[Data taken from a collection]
◆ ◆ ◆ ◆ ◆
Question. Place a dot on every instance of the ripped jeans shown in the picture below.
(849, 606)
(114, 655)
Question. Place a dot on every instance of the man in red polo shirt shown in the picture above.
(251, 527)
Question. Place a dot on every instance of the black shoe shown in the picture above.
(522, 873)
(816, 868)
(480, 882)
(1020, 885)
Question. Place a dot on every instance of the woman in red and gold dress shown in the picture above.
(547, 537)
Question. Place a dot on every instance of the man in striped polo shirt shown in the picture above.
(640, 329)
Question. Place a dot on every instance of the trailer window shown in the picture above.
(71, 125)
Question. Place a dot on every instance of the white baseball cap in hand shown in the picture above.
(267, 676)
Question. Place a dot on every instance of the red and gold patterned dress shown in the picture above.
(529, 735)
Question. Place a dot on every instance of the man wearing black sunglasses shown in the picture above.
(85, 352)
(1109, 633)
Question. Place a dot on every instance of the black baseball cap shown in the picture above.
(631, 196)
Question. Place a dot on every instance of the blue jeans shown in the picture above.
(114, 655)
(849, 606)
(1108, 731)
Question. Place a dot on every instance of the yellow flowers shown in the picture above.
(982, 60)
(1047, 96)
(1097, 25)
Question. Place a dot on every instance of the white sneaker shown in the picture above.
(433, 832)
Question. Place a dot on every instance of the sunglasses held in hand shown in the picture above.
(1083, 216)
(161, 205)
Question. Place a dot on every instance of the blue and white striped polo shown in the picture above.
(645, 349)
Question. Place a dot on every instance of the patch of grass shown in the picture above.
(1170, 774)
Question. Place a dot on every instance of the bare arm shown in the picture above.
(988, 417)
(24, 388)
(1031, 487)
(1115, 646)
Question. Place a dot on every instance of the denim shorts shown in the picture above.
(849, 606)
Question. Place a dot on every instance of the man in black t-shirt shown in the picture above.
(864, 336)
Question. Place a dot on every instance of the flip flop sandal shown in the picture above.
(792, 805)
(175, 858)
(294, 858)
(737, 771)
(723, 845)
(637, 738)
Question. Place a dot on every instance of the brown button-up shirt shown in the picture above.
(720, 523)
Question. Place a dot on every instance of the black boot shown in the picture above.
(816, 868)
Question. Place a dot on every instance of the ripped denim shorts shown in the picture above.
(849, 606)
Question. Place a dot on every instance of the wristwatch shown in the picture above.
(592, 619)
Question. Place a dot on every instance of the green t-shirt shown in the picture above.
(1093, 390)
◆ ◆ ◆ ◆ ◆
• TASK REQUIREMENTS: Retype all of the data above, line for line, without any change.

• REPLY:
Question. Place a dot on every instance of the ripped jeans shown in the picture below.
(849, 606)
(114, 655)
Question. Place a dot on every instance of the man in red polo shirt shown in the picture above.
(251, 527)
Question. Place a dot on every instance of the black shoe shown in the picture above.
(522, 873)
(816, 868)
(480, 882)
(1020, 885)
Question. Place a dot on every instance of the woman in red and gold dress shown in the picture above.
(547, 537)
Question. Place a dot on every instance of the man in striped polo shirt shown in the picture above.
(640, 329)
Question. Place a dot on every instance of the trailer window shown in the picture above.
(71, 125)
Question. Place a dot on every instance of the white baseball cap in hand shown in the picture above.
(267, 676)
Question. Place a dot on every instance of the red and gold patterned dress shown in the picture above.
(529, 735)
Question. Place a dot on every instance of the man wearing black sunglasses shown in the picture above.
(85, 352)
(1109, 633)
Question. Place a dot on every instance of the black baseball cap shown in the picture above.
(631, 196)
Question. Place a dot on every instance of the blue jeans shown in the picture above.
(114, 655)
(849, 606)
(1108, 731)
Question. Place a dot on every instance of the yellow flowers shown in the picture above.
(982, 60)
(1047, 96)
(1097, 25)
Question. Place a dot on every instance of the white sneaker shown in the picture above.
(433, 832)
Question. Place a dot on every instance of the sunglasses held in hand shown in the picture above.
(1083, 216)
(161, 205)
Question. Place a dot on every instance of the blue and white striped polo shown in the picture above.
(645, 349)
Question. Place a dot on every instance of the patch of grass shown in the picture above.
(1170, 774)
Question. Place a dot on every instance of the bare arm shown in the picture above.
(988, 417)
(24, 388)
(1031, 487)
(1115, 646)
Question. Place a dot on every instance of the denim shorts shown in the picture above.
(849, 606)
Question. Place a dot on every instance of the man in black t-shirt shown in the picture above.
(864, 336)
Question. Place a dot on every instance of the flip flop sandal shown in the picture above.
(792, 805)
(175, 858)
(294, 858)
(737, 771)
(723, 845)
(637, 738)
Question. Place a dot on every instance of the brown button-up shirt shown in the picture above.
(720, 523)
Question. Place a dot on every instance of the black boot shown in the picture above.
(816, 868)
Question. Place a dot on every instance of the ripped denim shorts shown in the picture above.
(849, 606)
Question. Place a dot on every instance of the wristwatch shown in the picture above.
(592, 619)
Question. Place a dot on every instance of the green t-shirt shown in the picture above.
(1093, 390)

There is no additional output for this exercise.